NVIDIA researchers are at the forefront of the rapidly advancing field of visual generative AI, developing new techniques to create and interpret images, videos and 3D environments.
More than 50 of these projects will be showcased at the Computer Vision and Pattern Recognition (CVPR) conference, taking place June 17-21 in Seattle. Two of the papers - one on the training dynamics of diffusion models and another on high-definition maps for autonomous vehicles - are finalists for CVPR's Best Paper Awards.
NVIDIA is also the winner of the CVPR Autonomous Grand Challenge's End-to-End Driving at Scale track - a significant milestone that demonstrates the company's use of generative AI for comprehensive self-driving models. The winning submission, which outperformed more than 450 entries worldwide, also received CVPR's Innovation Award.
NVIDIA's research at CVPR includes a text-to-image model that can be easily customized to depict a specific object or character, a new model for object pose estimation, a technique to edit neural radiance fields (NeRFs) and a visual language model that can understand memes. Additional papers introduce domain-specific innovations for industries including automotive, healthcare and robotics.
Collectively, the work introduces powerful AI models that could enable creators to more quickly bring their artistic visions to life, accelerate the training of autonomous robots for manufacturing, and support healthcare professionals by helping process radiology reports.
Artificial intelligence, and generative AI in particular, represents a pivotal technological advancement, said Jan Kautz, vice president of learning and perception research at NVIDIA. At CVPR, NVIDIA Research is sharing how we're pushing the boundaries of what's possible - from powerful image generation models that could supercharge professional creators to autonomous driving software that could help enable next-generation self-driving cars.
At CVPR, NVIDIA also announced NVIDIA Omniverse Cloud Sensor RTX, a set of microservices that enable physically accurate sensor simulation to accelerate the development of fully autonomous machines of every kind.
Forget Fine-Tuning: JeDi Simplifies Custom Image Generation Creators harnessing diffusion models, the most popular method for generating images based on text prompts, often have a specific character or object in mind - they may, for example, be developing a storyboard around an animated mouse or brainstorming an ad campaign for a specific toy.

[Records from a point-labeling set]
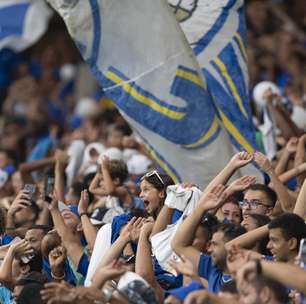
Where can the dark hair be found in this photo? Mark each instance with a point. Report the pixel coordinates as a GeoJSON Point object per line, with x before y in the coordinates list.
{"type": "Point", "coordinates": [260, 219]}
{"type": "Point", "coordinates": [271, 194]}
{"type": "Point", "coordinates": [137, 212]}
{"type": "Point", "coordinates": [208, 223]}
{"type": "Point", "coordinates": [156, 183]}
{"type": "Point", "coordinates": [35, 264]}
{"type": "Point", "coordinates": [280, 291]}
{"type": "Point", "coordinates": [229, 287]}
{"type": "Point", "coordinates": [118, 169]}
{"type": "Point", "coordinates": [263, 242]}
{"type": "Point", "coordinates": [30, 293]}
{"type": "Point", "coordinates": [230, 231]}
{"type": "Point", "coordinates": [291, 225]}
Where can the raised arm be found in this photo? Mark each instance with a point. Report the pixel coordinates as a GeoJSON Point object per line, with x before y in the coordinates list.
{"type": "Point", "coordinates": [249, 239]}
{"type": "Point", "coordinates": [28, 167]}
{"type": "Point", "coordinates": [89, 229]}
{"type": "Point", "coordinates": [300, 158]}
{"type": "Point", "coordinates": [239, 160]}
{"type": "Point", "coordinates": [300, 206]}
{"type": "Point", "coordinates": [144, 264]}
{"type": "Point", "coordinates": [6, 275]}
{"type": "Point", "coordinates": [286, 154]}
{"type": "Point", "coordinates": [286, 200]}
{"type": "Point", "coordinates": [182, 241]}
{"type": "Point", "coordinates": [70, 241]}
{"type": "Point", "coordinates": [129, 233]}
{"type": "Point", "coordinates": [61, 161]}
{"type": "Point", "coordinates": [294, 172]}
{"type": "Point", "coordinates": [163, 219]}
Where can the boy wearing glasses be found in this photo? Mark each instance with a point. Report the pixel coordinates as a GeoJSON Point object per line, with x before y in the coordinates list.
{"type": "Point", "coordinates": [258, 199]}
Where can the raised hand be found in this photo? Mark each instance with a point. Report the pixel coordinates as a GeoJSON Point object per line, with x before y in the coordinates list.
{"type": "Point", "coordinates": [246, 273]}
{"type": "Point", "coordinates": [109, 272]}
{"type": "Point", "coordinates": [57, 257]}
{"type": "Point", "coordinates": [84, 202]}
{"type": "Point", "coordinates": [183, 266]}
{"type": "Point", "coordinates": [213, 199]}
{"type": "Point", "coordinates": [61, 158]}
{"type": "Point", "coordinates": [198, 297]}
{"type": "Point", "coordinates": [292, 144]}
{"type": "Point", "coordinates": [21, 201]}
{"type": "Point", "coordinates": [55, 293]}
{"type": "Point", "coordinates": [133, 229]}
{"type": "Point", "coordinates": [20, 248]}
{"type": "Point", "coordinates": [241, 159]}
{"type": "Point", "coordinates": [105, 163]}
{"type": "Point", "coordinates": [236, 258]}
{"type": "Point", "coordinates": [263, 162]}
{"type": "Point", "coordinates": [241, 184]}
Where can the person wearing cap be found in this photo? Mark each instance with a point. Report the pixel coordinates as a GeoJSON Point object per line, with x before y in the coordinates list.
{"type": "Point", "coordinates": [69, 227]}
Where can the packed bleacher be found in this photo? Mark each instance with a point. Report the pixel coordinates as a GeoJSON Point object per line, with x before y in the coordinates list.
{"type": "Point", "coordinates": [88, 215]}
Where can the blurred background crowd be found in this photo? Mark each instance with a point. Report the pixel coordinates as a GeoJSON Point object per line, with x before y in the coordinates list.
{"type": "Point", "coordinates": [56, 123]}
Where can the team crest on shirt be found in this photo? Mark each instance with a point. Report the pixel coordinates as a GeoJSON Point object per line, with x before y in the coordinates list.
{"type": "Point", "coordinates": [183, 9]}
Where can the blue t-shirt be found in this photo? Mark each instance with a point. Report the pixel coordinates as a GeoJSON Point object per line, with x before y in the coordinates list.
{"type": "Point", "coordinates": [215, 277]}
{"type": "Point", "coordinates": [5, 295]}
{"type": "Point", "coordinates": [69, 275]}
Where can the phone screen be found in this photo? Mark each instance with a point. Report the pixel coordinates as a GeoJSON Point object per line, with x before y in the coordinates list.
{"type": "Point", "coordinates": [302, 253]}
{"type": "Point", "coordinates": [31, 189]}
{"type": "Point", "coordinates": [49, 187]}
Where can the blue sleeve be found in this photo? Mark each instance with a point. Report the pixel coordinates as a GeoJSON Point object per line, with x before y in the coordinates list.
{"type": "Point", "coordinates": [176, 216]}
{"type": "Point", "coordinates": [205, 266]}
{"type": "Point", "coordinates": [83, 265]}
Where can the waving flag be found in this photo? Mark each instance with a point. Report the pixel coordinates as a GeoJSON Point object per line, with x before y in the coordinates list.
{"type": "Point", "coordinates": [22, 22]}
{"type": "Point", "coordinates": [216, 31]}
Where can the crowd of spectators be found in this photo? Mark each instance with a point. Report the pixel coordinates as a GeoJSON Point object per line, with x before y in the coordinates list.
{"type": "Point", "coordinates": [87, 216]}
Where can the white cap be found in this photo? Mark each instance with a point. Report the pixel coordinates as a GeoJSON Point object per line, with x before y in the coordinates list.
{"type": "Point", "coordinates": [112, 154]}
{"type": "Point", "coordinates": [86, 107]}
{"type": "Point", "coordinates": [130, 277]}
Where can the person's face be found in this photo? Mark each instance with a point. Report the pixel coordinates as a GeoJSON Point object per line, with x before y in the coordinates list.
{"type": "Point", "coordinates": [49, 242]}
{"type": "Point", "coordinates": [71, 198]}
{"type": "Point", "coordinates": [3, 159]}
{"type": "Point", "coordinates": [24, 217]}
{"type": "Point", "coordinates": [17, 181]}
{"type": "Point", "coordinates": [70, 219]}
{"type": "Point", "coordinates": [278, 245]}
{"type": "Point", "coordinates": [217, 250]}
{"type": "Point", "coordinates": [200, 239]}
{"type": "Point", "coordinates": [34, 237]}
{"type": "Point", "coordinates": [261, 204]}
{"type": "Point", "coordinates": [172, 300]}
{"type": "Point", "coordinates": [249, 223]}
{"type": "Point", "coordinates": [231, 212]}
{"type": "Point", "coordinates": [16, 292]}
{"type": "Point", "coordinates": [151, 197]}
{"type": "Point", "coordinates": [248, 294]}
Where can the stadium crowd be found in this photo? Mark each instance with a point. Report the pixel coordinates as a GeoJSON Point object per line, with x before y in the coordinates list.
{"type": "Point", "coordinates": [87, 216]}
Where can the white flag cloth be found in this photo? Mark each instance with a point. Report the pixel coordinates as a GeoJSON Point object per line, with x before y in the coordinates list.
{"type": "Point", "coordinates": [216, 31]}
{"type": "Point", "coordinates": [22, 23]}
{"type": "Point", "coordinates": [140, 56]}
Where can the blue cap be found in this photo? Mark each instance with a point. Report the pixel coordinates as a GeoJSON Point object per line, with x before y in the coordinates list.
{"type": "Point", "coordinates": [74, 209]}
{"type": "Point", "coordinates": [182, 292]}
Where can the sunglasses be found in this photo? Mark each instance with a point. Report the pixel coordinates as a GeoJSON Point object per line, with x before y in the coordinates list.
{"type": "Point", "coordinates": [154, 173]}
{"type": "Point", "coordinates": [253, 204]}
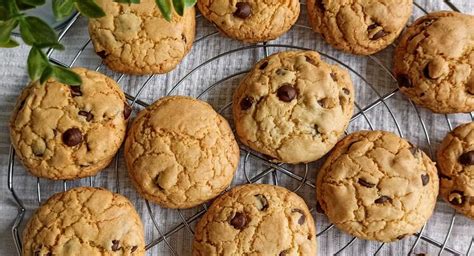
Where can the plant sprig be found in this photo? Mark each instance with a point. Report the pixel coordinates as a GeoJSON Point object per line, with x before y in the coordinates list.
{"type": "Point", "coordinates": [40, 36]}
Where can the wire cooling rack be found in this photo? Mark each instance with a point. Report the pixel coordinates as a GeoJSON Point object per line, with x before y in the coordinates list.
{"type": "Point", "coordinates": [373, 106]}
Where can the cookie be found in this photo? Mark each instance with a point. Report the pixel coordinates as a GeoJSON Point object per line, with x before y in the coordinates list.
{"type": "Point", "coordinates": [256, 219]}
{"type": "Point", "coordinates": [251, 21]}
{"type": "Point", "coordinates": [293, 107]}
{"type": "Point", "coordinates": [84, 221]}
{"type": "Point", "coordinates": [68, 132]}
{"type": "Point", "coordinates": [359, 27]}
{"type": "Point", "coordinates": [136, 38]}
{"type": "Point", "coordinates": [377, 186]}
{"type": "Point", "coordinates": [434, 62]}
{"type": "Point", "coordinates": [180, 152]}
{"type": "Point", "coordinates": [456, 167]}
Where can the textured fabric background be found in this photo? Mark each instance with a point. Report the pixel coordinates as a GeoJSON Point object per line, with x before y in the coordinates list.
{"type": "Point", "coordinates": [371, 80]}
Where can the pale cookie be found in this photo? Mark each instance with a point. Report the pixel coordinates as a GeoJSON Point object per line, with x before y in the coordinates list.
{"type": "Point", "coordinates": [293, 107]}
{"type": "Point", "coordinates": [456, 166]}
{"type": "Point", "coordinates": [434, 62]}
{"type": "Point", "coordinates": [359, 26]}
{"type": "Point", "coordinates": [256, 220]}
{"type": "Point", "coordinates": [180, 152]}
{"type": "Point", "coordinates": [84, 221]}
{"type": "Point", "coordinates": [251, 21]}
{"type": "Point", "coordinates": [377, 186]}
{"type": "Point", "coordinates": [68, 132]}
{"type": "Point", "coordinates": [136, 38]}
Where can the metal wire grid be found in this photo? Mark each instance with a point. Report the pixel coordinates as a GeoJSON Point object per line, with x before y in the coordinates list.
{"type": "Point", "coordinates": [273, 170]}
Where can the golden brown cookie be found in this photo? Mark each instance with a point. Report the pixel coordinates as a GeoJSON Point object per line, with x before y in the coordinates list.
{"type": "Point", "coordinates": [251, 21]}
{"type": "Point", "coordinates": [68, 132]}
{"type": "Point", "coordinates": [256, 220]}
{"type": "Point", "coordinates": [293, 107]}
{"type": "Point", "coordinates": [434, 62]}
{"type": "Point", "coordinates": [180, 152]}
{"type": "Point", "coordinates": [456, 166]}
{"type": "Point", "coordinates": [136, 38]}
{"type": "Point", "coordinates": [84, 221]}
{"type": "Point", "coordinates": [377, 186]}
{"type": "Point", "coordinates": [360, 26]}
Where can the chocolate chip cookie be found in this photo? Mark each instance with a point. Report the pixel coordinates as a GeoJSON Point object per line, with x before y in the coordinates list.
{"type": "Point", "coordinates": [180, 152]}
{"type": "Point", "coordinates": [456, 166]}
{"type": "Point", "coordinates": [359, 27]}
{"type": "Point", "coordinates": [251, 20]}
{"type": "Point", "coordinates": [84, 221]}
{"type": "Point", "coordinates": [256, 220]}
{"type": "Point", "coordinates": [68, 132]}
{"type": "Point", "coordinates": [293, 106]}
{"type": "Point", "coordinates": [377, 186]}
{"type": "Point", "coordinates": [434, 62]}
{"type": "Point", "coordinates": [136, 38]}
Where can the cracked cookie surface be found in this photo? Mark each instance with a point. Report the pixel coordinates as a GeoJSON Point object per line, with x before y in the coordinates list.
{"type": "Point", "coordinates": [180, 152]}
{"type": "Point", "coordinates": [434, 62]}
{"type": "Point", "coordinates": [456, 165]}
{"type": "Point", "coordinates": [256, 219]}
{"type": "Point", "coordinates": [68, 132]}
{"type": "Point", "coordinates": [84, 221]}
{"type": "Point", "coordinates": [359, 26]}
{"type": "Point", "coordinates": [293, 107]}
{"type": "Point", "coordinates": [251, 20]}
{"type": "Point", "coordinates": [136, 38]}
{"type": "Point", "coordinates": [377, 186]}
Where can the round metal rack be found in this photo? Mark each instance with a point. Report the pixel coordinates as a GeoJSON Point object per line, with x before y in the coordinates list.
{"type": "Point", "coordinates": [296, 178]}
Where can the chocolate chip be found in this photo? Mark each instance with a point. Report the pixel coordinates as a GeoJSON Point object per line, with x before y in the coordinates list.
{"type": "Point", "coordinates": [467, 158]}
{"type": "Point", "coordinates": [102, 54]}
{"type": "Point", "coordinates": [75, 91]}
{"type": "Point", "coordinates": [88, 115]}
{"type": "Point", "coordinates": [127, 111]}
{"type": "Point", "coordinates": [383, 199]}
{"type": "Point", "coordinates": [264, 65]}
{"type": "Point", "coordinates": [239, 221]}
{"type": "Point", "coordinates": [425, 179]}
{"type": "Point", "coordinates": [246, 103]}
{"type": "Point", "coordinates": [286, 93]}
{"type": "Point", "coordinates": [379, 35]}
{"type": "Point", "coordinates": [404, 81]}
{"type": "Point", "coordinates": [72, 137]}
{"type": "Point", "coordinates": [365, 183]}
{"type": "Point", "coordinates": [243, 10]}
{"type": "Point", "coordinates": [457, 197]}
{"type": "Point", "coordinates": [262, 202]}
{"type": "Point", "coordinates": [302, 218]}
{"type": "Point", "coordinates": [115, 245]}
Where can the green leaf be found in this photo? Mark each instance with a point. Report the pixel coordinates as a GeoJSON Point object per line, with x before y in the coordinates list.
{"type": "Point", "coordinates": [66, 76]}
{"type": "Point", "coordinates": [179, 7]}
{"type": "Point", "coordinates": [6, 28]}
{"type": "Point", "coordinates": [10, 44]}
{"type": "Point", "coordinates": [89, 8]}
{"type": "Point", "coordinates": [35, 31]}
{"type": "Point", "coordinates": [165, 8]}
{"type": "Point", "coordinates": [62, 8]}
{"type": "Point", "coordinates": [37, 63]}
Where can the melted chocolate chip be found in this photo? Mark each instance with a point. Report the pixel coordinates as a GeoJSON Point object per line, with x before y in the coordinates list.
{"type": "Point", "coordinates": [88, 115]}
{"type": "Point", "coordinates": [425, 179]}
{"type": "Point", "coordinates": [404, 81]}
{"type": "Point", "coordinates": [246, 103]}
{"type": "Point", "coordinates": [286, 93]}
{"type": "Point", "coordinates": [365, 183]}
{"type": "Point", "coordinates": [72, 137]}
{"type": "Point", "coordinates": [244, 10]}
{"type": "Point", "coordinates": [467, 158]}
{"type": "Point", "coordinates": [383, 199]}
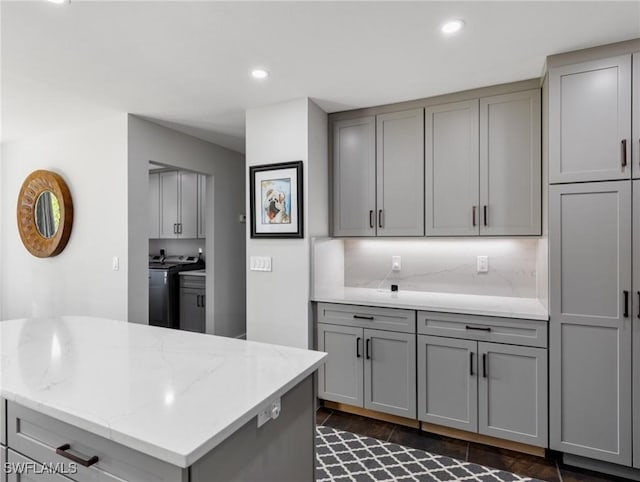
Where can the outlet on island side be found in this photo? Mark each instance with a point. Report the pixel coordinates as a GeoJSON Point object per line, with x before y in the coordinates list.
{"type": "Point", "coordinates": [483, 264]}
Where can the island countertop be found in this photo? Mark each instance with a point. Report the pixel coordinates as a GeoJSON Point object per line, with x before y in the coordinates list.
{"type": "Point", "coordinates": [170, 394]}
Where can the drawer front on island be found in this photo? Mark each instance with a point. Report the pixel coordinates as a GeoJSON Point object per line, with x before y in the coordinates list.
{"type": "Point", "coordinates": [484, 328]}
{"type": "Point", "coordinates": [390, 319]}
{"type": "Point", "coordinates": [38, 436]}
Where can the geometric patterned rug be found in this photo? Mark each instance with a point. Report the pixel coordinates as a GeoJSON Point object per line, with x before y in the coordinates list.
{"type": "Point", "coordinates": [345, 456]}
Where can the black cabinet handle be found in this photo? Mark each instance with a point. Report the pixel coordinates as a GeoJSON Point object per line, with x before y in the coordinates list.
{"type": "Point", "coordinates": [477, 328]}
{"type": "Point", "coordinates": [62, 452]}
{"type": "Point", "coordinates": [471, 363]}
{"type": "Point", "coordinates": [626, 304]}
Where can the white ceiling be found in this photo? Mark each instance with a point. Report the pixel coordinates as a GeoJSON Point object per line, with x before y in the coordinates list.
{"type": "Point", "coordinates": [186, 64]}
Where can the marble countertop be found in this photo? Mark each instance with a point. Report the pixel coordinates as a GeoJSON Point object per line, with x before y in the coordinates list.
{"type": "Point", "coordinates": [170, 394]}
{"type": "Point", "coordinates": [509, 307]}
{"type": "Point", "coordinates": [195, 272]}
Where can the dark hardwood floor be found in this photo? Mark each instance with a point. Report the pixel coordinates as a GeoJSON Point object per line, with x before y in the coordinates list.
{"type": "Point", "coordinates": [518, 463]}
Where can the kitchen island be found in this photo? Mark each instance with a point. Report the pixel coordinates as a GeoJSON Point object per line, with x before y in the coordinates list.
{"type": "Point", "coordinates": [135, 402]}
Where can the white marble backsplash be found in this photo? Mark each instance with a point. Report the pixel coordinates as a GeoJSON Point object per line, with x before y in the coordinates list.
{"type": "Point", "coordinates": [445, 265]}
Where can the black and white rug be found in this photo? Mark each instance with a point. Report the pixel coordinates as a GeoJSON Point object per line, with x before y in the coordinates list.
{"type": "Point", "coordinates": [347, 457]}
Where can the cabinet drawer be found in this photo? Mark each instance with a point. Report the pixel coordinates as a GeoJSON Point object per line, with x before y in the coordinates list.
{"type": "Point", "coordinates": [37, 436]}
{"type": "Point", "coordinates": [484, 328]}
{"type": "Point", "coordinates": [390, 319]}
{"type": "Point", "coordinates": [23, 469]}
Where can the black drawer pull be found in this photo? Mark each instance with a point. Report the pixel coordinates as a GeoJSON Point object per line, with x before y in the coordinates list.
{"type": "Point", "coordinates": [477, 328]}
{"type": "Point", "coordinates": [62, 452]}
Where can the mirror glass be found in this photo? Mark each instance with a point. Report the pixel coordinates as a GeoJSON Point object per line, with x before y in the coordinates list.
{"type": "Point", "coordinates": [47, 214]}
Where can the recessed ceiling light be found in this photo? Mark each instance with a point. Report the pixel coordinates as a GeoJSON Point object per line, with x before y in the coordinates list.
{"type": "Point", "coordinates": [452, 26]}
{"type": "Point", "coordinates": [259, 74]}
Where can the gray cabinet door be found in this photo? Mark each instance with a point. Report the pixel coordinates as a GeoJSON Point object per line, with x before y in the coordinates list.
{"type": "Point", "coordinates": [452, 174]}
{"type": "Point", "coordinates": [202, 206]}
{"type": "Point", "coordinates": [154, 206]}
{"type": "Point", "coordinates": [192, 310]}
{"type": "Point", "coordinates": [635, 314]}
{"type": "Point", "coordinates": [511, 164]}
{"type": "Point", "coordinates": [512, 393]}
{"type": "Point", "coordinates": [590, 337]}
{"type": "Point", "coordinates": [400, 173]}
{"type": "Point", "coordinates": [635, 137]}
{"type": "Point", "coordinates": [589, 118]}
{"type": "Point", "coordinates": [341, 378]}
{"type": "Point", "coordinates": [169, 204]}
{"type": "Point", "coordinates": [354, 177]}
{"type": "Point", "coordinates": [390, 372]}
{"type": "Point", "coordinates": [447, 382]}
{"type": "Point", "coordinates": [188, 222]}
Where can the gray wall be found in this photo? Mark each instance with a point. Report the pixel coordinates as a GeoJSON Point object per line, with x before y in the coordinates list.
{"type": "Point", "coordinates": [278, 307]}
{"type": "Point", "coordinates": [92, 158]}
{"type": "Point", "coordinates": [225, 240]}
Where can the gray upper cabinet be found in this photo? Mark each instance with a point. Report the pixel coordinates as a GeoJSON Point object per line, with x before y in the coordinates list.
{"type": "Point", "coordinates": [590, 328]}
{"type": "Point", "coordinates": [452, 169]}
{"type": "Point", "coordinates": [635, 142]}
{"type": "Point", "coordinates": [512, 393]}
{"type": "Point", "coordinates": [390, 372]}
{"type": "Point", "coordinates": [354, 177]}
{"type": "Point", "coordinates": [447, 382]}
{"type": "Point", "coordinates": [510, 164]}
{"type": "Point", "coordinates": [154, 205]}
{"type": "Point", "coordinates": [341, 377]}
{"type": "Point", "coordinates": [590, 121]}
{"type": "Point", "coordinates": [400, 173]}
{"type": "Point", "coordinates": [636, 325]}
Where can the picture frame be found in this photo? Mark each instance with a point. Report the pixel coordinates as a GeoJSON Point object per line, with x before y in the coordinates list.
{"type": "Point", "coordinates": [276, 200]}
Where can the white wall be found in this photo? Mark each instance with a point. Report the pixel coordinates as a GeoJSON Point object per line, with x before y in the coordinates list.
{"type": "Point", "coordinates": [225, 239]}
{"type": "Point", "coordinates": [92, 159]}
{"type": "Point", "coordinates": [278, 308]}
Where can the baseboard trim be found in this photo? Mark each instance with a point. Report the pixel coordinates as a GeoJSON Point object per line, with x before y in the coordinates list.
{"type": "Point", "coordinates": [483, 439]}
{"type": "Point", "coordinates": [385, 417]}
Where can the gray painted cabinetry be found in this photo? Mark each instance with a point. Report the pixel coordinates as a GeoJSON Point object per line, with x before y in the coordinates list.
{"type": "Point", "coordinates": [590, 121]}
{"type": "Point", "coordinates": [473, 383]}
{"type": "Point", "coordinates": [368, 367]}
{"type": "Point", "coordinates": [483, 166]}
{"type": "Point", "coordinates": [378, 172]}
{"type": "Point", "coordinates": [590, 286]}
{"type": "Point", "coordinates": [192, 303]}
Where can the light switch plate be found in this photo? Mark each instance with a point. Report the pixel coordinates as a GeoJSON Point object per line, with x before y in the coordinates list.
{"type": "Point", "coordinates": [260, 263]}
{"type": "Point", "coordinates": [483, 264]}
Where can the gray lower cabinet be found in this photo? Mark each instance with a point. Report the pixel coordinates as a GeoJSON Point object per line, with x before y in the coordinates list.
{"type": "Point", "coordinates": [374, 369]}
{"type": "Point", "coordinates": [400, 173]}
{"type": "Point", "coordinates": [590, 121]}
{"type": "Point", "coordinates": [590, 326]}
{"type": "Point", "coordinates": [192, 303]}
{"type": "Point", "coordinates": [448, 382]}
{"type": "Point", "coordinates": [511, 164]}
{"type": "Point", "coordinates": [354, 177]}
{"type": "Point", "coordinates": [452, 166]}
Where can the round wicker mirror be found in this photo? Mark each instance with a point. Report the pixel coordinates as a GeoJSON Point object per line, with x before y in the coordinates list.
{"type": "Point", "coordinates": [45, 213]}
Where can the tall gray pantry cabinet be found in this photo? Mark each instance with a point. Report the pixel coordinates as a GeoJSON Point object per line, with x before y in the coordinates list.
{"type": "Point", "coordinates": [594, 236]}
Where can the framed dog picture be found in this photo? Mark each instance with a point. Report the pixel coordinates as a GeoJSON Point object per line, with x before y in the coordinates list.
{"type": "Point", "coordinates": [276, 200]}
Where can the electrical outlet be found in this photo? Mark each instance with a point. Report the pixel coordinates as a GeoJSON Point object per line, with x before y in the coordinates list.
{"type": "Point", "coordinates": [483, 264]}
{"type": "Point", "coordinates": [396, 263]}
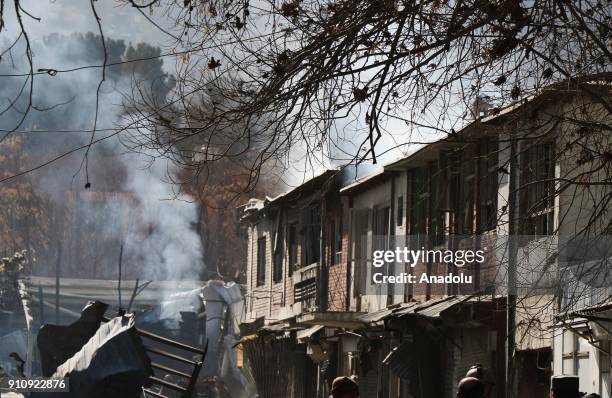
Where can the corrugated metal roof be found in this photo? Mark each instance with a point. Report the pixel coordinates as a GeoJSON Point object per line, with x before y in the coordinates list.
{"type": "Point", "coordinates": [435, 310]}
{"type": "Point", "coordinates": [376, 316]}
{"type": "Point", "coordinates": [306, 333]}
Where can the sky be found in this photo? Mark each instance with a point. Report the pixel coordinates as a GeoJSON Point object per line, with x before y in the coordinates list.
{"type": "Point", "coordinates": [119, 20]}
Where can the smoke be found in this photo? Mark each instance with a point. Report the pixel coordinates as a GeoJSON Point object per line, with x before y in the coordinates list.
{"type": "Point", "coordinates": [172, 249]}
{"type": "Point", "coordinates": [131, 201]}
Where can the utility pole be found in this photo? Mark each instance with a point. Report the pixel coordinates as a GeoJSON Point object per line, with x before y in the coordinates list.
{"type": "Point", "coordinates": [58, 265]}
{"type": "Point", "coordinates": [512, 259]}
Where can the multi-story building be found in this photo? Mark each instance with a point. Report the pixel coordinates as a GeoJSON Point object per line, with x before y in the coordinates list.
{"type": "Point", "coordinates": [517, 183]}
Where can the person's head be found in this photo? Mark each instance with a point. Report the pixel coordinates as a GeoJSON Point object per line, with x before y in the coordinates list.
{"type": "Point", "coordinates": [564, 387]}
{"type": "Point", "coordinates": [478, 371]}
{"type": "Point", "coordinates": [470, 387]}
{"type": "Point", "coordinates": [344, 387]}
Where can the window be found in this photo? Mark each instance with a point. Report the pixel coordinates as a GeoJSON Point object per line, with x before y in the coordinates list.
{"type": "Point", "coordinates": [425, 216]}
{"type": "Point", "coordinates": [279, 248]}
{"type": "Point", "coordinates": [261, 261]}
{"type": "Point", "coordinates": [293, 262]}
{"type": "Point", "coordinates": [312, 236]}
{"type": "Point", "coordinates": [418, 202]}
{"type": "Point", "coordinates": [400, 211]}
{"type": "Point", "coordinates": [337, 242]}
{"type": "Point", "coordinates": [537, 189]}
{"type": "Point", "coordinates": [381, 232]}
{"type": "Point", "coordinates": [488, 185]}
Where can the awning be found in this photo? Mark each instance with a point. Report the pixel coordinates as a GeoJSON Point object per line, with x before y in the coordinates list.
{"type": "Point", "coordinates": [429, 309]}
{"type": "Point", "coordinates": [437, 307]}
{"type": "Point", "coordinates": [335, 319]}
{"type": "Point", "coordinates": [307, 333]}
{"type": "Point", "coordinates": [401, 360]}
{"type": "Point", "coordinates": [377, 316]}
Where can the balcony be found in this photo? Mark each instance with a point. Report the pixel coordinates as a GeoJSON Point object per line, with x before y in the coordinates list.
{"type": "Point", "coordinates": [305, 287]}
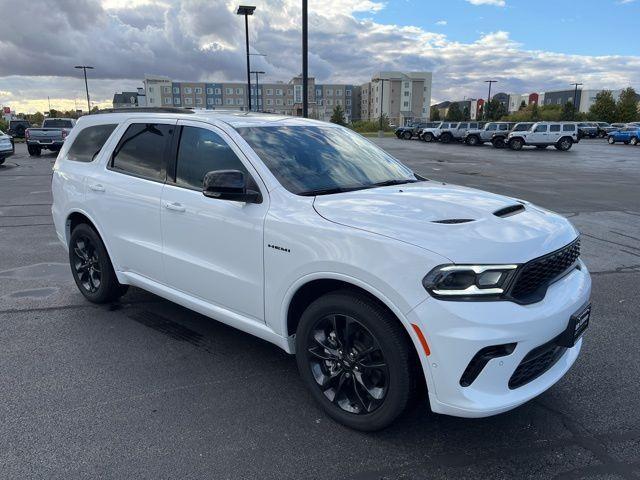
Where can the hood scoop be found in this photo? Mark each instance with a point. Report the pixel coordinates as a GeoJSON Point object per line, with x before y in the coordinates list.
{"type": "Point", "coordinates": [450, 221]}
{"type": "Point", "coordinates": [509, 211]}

* **STATED PROBLEM**:
Reproduce, word for word, the stretch of the article on NVIDIA research at CVPR from "NVIDIA is also" through "CVPR's Innovation Award.".

* **TASK RESULT**:
NVIDIA is also the winner of the CVPR Autonomous Grand Challenge's End-to-End Driving at Scale track - a significant milestone that demonstrates the company's use of generative AI for comprehensive self-driving models. The winning submission, which outperformed more than 450 entries worldwide, also received CVPR's Innovation Award.